MATERIAL SUPPLIED:
+++

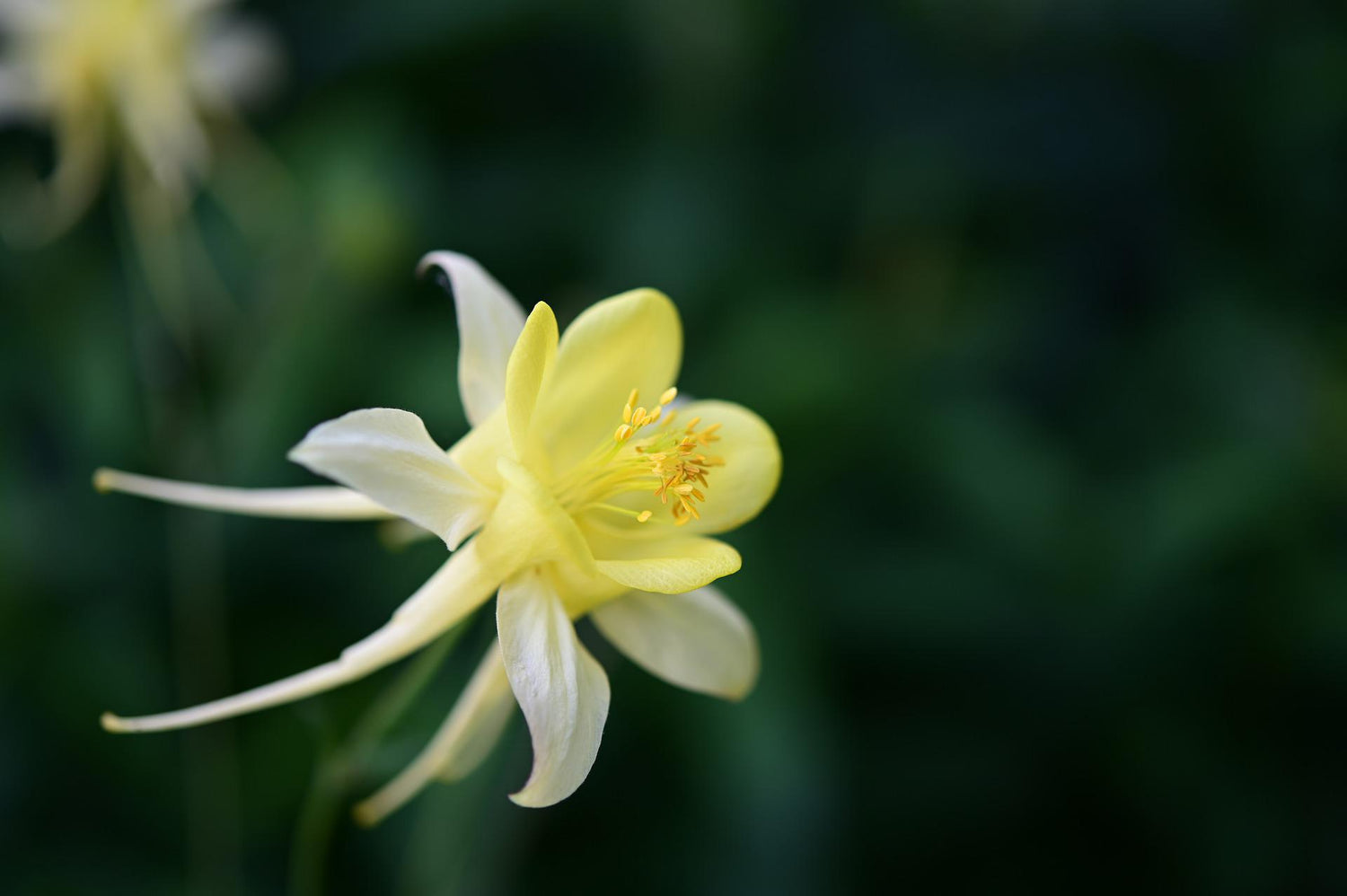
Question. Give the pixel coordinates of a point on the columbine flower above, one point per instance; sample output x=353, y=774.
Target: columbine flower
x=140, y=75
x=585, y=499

+++

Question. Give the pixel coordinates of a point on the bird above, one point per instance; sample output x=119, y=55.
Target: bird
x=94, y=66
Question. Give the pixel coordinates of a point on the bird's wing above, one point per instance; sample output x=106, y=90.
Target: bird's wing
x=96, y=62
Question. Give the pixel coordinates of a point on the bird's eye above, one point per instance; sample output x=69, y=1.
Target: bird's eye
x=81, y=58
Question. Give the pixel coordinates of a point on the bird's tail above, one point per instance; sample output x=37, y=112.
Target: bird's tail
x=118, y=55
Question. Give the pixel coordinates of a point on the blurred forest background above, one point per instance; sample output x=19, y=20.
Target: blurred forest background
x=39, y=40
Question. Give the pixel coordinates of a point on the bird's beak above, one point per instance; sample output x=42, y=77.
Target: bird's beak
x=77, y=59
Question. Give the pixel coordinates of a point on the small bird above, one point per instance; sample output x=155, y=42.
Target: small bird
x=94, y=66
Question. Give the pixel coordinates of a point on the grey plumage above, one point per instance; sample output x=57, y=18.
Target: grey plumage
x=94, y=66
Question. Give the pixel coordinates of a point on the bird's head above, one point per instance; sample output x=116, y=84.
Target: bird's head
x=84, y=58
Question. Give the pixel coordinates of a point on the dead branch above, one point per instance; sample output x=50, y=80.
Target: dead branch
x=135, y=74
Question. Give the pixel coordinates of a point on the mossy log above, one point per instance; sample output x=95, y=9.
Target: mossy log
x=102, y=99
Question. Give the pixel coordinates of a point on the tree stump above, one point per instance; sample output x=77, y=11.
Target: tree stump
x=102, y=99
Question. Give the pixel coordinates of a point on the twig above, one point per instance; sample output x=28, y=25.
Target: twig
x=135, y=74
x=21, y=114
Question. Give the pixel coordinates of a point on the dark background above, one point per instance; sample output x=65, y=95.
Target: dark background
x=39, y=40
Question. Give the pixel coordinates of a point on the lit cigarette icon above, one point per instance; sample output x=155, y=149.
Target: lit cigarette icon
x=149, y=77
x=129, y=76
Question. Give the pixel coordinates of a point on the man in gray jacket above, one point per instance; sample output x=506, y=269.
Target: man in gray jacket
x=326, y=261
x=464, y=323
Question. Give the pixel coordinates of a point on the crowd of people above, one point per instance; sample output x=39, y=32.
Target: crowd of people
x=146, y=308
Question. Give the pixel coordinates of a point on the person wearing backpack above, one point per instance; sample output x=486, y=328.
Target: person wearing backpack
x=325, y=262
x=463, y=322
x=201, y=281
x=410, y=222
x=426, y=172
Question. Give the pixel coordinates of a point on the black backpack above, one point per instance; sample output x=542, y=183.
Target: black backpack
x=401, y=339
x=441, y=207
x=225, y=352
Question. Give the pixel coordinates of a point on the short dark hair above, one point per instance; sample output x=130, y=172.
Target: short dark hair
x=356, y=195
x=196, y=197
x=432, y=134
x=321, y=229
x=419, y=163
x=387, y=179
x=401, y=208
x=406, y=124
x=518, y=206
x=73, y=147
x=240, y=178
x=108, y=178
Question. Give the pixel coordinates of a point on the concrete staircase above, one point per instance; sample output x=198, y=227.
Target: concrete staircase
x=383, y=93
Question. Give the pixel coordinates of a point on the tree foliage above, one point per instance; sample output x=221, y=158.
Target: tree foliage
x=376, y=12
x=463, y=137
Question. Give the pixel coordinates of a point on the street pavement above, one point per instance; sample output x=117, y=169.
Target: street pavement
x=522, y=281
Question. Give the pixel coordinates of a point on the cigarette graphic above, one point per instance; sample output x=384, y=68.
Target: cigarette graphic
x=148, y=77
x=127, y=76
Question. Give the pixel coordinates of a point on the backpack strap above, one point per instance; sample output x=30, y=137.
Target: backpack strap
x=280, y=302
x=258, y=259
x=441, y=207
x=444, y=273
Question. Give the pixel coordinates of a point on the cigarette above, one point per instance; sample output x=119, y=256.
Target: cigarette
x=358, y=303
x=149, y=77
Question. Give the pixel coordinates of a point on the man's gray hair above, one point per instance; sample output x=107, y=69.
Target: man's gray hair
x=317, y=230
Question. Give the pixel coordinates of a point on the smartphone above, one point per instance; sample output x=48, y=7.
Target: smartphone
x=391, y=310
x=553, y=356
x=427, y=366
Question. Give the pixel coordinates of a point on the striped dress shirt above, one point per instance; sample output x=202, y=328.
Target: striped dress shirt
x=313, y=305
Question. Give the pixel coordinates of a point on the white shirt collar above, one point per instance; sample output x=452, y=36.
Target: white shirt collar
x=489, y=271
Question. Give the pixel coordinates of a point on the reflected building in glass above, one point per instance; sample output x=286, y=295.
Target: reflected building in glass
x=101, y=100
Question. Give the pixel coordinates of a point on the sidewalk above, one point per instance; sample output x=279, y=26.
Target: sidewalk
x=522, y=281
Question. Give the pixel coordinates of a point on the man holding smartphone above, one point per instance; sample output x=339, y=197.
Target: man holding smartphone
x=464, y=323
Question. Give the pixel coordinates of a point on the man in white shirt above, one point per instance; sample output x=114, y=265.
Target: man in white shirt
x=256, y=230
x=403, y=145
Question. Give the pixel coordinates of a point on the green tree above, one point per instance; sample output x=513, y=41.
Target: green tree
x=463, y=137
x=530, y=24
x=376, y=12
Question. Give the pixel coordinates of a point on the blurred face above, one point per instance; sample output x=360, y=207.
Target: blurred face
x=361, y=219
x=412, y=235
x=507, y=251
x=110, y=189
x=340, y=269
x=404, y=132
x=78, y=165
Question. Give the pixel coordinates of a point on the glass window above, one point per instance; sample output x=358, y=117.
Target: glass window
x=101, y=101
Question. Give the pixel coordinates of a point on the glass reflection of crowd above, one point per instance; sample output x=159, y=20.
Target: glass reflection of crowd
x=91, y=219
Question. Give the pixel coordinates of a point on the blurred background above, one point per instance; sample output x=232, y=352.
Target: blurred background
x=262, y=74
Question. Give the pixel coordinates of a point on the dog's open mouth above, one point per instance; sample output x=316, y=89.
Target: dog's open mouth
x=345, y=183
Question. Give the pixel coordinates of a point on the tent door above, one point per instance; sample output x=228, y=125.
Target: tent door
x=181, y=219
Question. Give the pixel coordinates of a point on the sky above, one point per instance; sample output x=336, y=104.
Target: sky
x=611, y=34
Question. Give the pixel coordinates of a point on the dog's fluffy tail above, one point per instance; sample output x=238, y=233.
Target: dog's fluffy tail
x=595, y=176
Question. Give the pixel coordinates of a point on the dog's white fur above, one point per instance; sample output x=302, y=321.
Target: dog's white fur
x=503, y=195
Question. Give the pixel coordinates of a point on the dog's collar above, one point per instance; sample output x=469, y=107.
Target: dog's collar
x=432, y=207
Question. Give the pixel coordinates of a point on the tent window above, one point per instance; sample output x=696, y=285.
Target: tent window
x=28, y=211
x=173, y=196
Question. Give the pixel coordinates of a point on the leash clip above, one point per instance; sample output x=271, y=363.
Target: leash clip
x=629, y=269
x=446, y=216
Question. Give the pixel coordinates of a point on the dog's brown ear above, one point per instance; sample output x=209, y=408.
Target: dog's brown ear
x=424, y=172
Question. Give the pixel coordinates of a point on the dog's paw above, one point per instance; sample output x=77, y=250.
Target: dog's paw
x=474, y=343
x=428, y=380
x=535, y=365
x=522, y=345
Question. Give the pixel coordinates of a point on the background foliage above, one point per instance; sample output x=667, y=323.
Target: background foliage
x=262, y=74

+++

TO BE DONE:
Copy out the rows from the line containing "Question. Give the pixel coordinates of a point on the white" through the line containing "x=403, y=145", and give only those lines. Substitute "mobile phone" for "smartphone" throughout, and leave everything else unchanged.

EXERCISE SOLUTION:
Question. Give the pixel coordinates of a point on the white shirt collar above, one point per instance; sample output x=452, y=36.
Target: white shirt collar
x=489, y=271
Question. Give the pixel coordinates of a point on the reflected building in glass above, one point per instance; sample output x=286, y=295.
Target: reflected building in glass
x=101, y=100
Question. Give the pixel coordinates of a point on the sidewalk above, one point per instance; sample output x=279, y=26.
Target: sidewalk
x=522, y=281
Question. Give the pixel coordinates of a point on the man holding mobile phone above, one point per instance; sample output x=339, y=197.
Target: man holding mobile phone
x=464, y=323
Question. Give the pixel coordinates of a point on the man in white shirt above, one point per instance; sample output x=114, y=265.
Target: man in white shirt
x=256, y=230
x=403, y=145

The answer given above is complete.